◆ **PROBLEM DESCRIPTION**
Write the line that includes "detect the distant" and all subsequent lines, exactly as written, and nothing more.

◆ **RECORDS FOR THIS TASK**
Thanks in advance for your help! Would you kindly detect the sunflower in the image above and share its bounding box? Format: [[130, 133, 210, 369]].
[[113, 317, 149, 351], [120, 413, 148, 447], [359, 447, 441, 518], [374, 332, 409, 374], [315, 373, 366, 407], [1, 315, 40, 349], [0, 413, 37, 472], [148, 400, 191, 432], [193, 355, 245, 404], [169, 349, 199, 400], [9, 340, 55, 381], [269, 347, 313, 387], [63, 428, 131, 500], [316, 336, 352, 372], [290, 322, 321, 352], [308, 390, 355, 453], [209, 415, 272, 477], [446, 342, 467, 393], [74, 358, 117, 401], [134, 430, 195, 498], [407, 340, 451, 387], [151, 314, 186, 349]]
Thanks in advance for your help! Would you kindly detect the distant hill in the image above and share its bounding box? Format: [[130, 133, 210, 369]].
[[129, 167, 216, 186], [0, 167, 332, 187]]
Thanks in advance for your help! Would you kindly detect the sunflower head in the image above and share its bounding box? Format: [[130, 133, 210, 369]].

◆ **FULL SOLUTION**
Thanks in advance for your help! Would you kindly detect the distant hill in the image above and share its bounding box? Format: [[130, 133, 210, 369]].
[[129, 167, 216, 186], [0, 167, 332, 187]]
Thanks in advance for your help! Would you kindly detect the sunflower head in the image above and share its bounding box? Format: [[130, 133, 210, 369]].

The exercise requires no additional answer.